Afortunadamente nuestra memoria no sólo contiene imágenes visuales, aunque sean las mayoritarias acompañadas de las auditivas. También hay memoria de los sabores y olores. Gracias a Dios, pues de lo contrario ya nadie sabría a qué saben los melocotones, ni qué olor tienen las rosas. Porque antes las rosas olían a rosa. Incluso había caramelos que sabían a rosa, como unos que vendían en Lydia. Ahora las rosas que regalas a tu amorcito no huelen a nada y los melocotones han perdido su característico aroma y los melones no huelen a melón. Bueno, es que ni siquiera los melones verdes saben a pepino.

De entre todos los olores que me vienen a la memoria, ninguno como el del pan recién hecho. Si es que sólo con olerlo alimentaba. Muchas veces nos acercábamos al horno de la calle Hornillo y nos dábamos un auténtico banquetazo. Porque de paso también aprovechábamos para robar un puñadito de pipas también calentitas. Y cómo sonaba al partirlo. El deseo de comerlo era tan grande que te podías quemar el paladar.

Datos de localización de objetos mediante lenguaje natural
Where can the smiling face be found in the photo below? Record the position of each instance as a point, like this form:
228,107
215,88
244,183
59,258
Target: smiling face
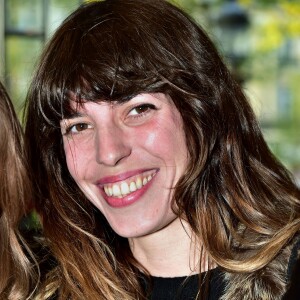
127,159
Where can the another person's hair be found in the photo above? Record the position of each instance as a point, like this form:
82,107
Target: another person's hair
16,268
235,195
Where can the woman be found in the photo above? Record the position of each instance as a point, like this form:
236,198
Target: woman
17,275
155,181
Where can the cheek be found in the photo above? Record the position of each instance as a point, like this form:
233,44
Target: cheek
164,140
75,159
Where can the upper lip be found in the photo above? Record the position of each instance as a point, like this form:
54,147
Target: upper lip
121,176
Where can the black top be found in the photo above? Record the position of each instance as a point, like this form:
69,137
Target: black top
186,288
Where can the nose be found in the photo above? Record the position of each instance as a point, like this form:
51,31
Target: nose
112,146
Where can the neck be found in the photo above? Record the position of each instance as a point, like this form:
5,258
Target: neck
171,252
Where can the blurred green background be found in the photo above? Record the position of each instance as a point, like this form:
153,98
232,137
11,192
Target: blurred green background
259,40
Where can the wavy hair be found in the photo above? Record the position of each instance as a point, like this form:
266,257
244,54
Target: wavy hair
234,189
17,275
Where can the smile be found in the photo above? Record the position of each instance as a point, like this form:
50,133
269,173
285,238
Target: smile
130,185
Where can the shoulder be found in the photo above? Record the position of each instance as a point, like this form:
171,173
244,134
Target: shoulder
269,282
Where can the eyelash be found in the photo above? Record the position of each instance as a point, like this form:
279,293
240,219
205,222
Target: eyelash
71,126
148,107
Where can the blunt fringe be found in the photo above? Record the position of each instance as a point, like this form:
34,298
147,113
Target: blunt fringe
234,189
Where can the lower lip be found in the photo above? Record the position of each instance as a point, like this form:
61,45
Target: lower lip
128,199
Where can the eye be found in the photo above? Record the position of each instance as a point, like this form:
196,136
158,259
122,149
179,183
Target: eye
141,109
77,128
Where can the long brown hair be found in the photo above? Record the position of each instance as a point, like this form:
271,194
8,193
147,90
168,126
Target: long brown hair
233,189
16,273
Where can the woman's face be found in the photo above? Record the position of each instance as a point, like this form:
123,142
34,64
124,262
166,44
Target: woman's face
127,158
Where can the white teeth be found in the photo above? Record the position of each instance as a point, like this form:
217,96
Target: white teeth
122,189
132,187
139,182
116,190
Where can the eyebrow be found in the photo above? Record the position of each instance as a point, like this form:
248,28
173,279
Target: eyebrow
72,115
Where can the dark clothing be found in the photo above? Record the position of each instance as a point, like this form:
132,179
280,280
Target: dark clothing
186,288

**Consigna 1:**
Transcribe del texto sobre los olores y sabores que guarda la memoria el pasaje que empieza con las palabras "Afortunadamente nuestra memoria" y termina con "saben a pepino.".
**Consigna 2:**
Prolonga el texto sobre los olores y sabores que guarda la memoria a partir de donde se detiene.

**Espacio de respuesta 1:**
Afortunadamente nuestra memoria no sólo contiene imágenes visuales, aunque sean las mayoritarias acompañadas de las auditivas. También hay memoria de los sabores y olores. Gracias a Dios, pues de lo contrario ya nadie sabría a qué saben los melocotones, ni qué olor tienen las rosas. Porque antes las rosas olían a rosa. Incluso había caramelos que sabían a rosa, como unos que vendían en Lydia. Ahora las rosas que regalas a tu amorcito no huelen a nada y los melocotones han perdido su característico aroma y los melones no huelen a melón. Bueno, es que ni siquiera los melones verdes saben a pepino.

**Espacio de respuesta 2:**
Algo más complejo era el olor de los ultramarinos. Cada rincón desprendía un olor cualificado. Aquí el tocino colgado de un clavo, allí el café y la achicoria, sobre el mostrador unas libras de chocolate, bien de Matías López en sus fundas, bien unas pastillas terrosas que te embriagaban de cacao. De unos sacos abiertos salía el olor característico de las legumbres. Y una mezcla indescriptible de aromas orientales y de especias. Hasta las patatas olían entonces a auténticas patatas. La conjunción de tantos y tan diversos olores daba lugar a un olor especial, acogedor, calentito, adormecedor o quizás tranquilizante.

El día del Corpus, en primavera, la plaza Mayor y la calle Pintores olían a romero. Y las rosas que asomaban por las verjas de los chalés de la calle san Pedro de Alcántara desprendían una fragancia embriagadora.